(DIRECTIVE 1): Report every line of the rows below that contains the word "lebanese", matching case exactly.

(QUOTED PASSAGE):
..............................

# Making a sauce/marinade in advance?



## CrystalWriter (Dec 12, 2020)

I have a sauce/glaze that we have constantly. But I'm wondering if I could make up atleast a small bottle of it, that would be used within a month.

It's made from:
Honey, soy sauce, lemon juice, water & garlic. 

It's quick enough to make, but to make things even easier if me and the family could just pour it out, when needed.


----------



## Andy M. (Dec 12, 2020)

It sounds like it should work. Why not make up a small amount and store it in a bottle and see how it works out?


----------



## Just Cooking (Dec 12, 2020)

I do that with a stir fry sauce and have done so with a few other sauces, over the years. I don't make huge quantities so, the fear of them going south is minimized. Its pleasing to have a sauce handy.

Ross


----------



## GotGarlic (Dec 12, 2020)

It depends on the proportions of salt and acid to water. Can you post the complete recipe?


----------



## WhateverYouWant (Dec 12, 2020)

Without preservatives, I wouldn't expect anything to last a month (unless you plan to freeze it). Specifically, garlic and lemon juice will not last that long without degradation even even if refrigerated.


----------



## GotGarlic (Dec 12, 2020)

Honey, soy sauce (salt) and lemon juice are all preservatives used in pickling. Whether it's safe to store for more than a few days depends on the proportions. It would also be a good idea to boil it for a few minutes before cooling and storing.


----------



## taxlady (Dec 12, 2020)

I would use garlic powder for something like that. While I generally prefer fresh garlic, if it is fresh and raw, it gets a bit strong and somewhat harsh over time. Also, if there isn't enough acid, I believe there is a risk of botulism from raw garlic. I like GG's suggestion of boiling it before refrigeration.

..............................

(DIRECTIVE 2): Set down the full sauce thread above word for word, with nothing changed.

..............................

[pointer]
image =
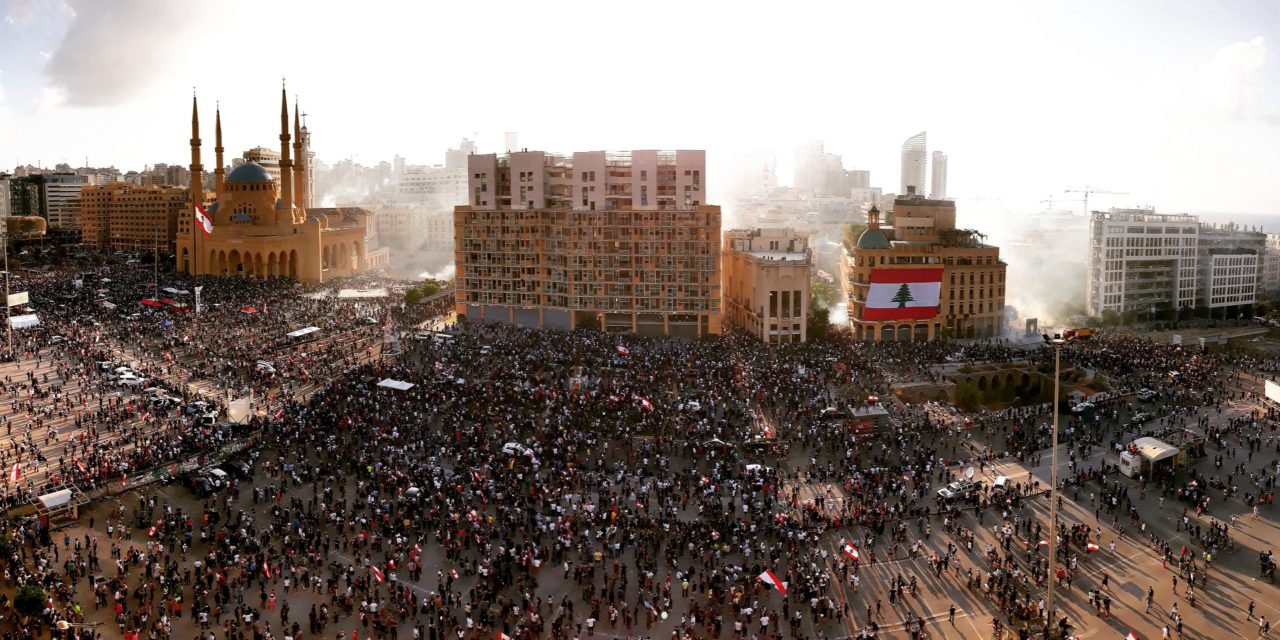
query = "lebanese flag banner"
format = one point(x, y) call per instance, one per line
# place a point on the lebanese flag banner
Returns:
point(204, 222)
point(903, 295)
point(769, 579)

..............................

(PROBLEM SOLUTION 1):
query = "lebanese flag banner"
# place a point on the lebanese flag banner

(PROBLEM SOLUTION 2):
# Making a sauce/marinade in advance?



## CrystalWriter (Dec 12, 2020)

I have a sauce/glaze that we have constantly. But I'm wondering if I could make up atleast a small bottle of it, that would be used within a month.

It's made from:
Honey, soy sauce, lemon juice, water & garlic. 

It's quick enough to make, but to make things even easier if me and the family could just pour it out, when needed.


----------



## Andy M. (Dec 12, 2020)

It sounds like it should work. Why not make up a small amount and store it in a bottle and see how it works out?


----------



## Just Cooking (Dec 12, 2020)

I do that with a stir fry sauce and have done so with a few other sauces, over the years. I don't make huge quantities so, the fear of them going south is minimized. Its pleasing to have a sauce handy.

Ross


----------



## GotGarlic (Dec 12, 2020)

It depends on the proportions of salt and acid to water. Can you post the complete recipe?


----------



## WhateverYouWant (Dec 12, 2020)

Without preservatives, I wouldn't expect anything to last a month (unless you plan to freeze it). Specifically, garlic and lemon juice will not last that long without degradation even even if refrigerated.


----------



## GotGarlic (Dec 12, 2020)

Honey, soy sauce (salt) and lemon juice are all preservatives used in pickling. Whether it's safe to store for more than a few days depends on the proportions. It would also be a good idea to boil it for a few minutes before cooling and storing.


----------



## taxlady (Dec 12, 2020)

I would use garlic powder for something like that. While I generally prefer fresh garlic, if it is fresh and raw, it gets a bit strong and somewhat harsh over time. Also, if there isn't enough acid, I believe there is a risk of botulism from raw garlic. I like GG's suggestion of boiling it before refrigeration.